EXERCISE MATERIAL —
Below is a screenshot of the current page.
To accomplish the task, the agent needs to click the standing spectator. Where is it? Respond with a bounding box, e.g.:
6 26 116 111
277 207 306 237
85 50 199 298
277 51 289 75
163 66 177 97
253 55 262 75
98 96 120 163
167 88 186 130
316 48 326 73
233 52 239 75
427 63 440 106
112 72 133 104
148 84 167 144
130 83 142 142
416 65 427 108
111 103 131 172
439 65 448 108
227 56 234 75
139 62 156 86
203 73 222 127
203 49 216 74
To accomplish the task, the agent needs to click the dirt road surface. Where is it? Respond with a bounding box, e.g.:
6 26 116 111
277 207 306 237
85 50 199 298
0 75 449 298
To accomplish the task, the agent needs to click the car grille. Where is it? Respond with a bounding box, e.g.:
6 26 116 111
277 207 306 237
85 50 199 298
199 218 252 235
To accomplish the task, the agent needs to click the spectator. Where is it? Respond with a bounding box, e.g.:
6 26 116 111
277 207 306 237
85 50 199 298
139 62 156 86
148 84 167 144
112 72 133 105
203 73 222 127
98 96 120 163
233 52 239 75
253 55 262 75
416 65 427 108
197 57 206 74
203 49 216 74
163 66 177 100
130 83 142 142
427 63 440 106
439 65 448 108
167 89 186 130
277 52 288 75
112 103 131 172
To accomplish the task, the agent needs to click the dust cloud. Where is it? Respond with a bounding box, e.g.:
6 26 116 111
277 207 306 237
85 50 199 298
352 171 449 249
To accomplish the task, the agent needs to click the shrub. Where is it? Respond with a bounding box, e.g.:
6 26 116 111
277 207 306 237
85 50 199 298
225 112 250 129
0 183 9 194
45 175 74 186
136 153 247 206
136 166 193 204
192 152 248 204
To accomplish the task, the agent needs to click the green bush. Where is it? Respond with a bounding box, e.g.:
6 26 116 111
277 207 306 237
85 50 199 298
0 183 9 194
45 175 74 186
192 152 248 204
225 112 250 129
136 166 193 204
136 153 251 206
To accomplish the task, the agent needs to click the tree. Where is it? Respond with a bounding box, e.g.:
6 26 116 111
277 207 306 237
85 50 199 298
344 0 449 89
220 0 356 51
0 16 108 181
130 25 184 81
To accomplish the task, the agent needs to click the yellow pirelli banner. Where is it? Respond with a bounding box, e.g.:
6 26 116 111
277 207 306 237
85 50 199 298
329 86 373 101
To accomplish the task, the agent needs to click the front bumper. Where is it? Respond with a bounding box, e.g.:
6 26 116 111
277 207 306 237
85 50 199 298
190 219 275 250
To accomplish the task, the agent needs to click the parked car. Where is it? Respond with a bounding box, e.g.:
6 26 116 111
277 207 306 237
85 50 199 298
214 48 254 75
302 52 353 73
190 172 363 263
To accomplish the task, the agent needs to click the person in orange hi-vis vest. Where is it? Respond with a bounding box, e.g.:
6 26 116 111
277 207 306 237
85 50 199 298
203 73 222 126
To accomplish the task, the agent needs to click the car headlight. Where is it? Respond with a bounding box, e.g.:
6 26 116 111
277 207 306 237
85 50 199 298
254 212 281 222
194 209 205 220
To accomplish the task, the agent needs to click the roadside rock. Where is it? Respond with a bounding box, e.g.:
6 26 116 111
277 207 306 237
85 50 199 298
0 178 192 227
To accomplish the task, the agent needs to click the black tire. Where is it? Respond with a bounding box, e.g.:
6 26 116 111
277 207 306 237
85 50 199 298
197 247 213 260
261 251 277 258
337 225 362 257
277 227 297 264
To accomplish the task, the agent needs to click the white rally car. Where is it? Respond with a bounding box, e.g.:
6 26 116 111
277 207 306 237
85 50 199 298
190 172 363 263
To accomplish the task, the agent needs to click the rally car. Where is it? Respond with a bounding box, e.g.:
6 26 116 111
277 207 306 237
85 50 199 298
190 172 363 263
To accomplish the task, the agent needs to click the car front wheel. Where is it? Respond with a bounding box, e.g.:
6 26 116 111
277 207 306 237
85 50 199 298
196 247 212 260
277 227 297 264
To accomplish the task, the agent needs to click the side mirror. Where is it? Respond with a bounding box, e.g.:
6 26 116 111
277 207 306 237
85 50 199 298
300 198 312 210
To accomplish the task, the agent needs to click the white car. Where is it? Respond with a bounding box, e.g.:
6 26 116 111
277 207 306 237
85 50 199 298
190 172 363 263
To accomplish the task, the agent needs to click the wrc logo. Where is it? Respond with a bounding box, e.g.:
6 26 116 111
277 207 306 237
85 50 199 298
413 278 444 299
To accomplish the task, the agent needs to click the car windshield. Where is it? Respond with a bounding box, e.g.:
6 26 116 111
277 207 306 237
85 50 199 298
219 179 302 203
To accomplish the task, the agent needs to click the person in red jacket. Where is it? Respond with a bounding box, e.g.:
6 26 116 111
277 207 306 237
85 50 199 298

EXERCISE AIM — Reproduce all of the material above, swapping "dust cloud" for "smoke plume" and leaving everything else unchanged.

WRITTEN SOLUTION —
Below is a screenshot of the current page.
To accomplish the task, the agent needs to click the standing spectator. Where is it? Respond with a bounding box, e.g.:
6 26 116 111
277 207 306 237
85 50 199 298
277 51 289 75
163 66 177 97
253 55 262 75
98 96 120 163
167 88 186 130
316 48 326 73
233 52 239 75
427 63 440 106
112 72 133 104
148 84 167 144
130 83 142 142
416 65 427 108
111 103 131 172
439 65 448 108
227 56 234 75
139 62 156 86
203 73 222 127
203 49 216 74
To accomplish the task, the agent needs to click the dirt road surface. Where is it? Respond with a bounding box, e.g.:
6 26 116 111
277 207 306 237
85 50 199 298
0 75 449 298
To accomplish the task, the agent needs to click the car grille. Where is it? Respond with a bounding box, e.g.:
6 26 116 111
277 207 306 237
85 50 199 298
199 218 252 235
To accomplish the task, the agent needs to click the spectator. Where is it? Respond with a bounding box, e.g.:
6 26 116 111
277 207 306 237
85 50 199 298
139 62 156 86
148 84 167 144
112 72 133 105
203 73 222 127
98 96 120 163
233 52 239 75
253 55 262 75
416 65 427 108
197 57 206 74
203 49 216 74
163 66 177 100
130 83 142 142
427 63 440 106
439 65 448 108
167 89 186 130
277 52 288 75
112 103 131 172
To accomplish the task, the agent needs to click the smoke plume. Where is it? Respond with a bounding box, e.g.:
6 26 116 111
277 207 306 237
85 50 199 298
352 171 449 249
To accomplish the task, the agent needs to click the shrub. Where is it? Respond with a bounding box, e.g.:
6 26 116 111
277 207 306 237
85 50 199 298
225 112 250 129
0 183 9 194
45 175 74 186
136 153 247 206
136 166 193 204
192 152 248 204
To accomplish the task, the agent needs to click the green bush. Where is it? Respond with a bounding box, e.g.:
6 26 116 111
277 207 306 237
85 50 199 298
0 183 9 194
45 175 74 186
192 152 248 204
225 112 250 129
136 166 193 204
136 153 251 206
To accomplish the task, the agent needs to click the tree. Where is it? Respond with a bounding box, e.g.:
6 26 116 111
277 207 306 237
85 50 199 298
344 0 449 89
220 0 356 51
0 16 108 181
130 25 184 81
To accomplish the task, the agent needs to click the yellow pirelli banner. Where is it? Respond with a bounding box, e.g.:
6 26 116 111
277 207 306 237
85 50 199 298
329 86 373 101
To accomplish the task, the agent needs to click the front bumper. Where is it? Respond with a bounding box, e.g.:
6 26 116 111
277 207 306 237
85 50 199 298
190 219 275 250
To accomplish the task, the agent needs to click the parked car. Where is it? Respond with a bounding box, e.g.:
6 26 116 111
277 207 306 237
85 50 199 298
214 48 254 75
302 52 353 73
190 172 363 263
To accomplish the task, the agent needs to click the person in orange hi-vis vest. Where is it? Respond with a bounding box, e.g.:
6 26 116 111
277 207 306 237
85 50 199 298
203 73 222 126
To accomplish the task, the agent needs to click the car headlight. Where is it? Respond with a bounding box, e.g.:
6 26 116 111
277 207 306 237
85 50 199 298
254 212 281 222
194 209 205 220
To accomplish the task, the agent needs to click the roadside rock. Where is it? Respond with a bounding box, e.g.:
6 26 116 111
277 207 306 237
85 50 199 298
0 178 192 227
To accomplish the task, the agent needs to click the black tire. Where is it? Respond with a bounding box, e.g.:
6 26 116 111
277 207 306 237
85 50 199 298
197 247 213 260
261 251 277 258
337 225 362 257
277 227 297 264
To accomplish the task, the agent needs to click the white rally car. Where is it? Respond with a bounding box, e.g.:
6 26 116 111
277 207 306 237
85 50 199 298
190 172 363 263
To accomplish the task, the agent needs to click the rally car. Where is it? Respond with a bounding box, e.g.:
6 26 116 111
277 207 306 237
85 50 199 298
190 172 363 263
To accomplish the task, the agent needs to click the car front wheel. Where is it? Respond with a bounding box, e.g.:
6 26 116 111
277 207 306 237
85 50 199 298
196 247 212 260
277 227 297 264
To accomplish the task, the agent needs to click the side mirror. Where is it? Respond with a bounding box, e.g.:
6 26 116 111
277 207 306 237
85 50 199 298
300 198 312 210
To accomplish the task, the agent needs to click the white car. Where is it? Respond with a bounding box, e.g.:
6 26 116 111
277 207 306 237
85 50 199 298
190 172 363 263
To accomplish the task, the agent needs to click the wrc logo. Where is it? Respond with a bounding box, e.g.:
6 26 116 111
277 207 306 237
85 50 199 298
413 278 444 299
To accomplish the task, the agent needs to click the car windshield. Where is it? Respond with a bounding box, e.g.:
6 26 116 111
277 207 306 237
85 50 199 298
219 179 302 203
To accomplish the task, the agent needs to click the person in red jacket. Where is it? Respond with a bounding box, e.g.:
6 26 116 111
277 207 306 237
85 50 199 298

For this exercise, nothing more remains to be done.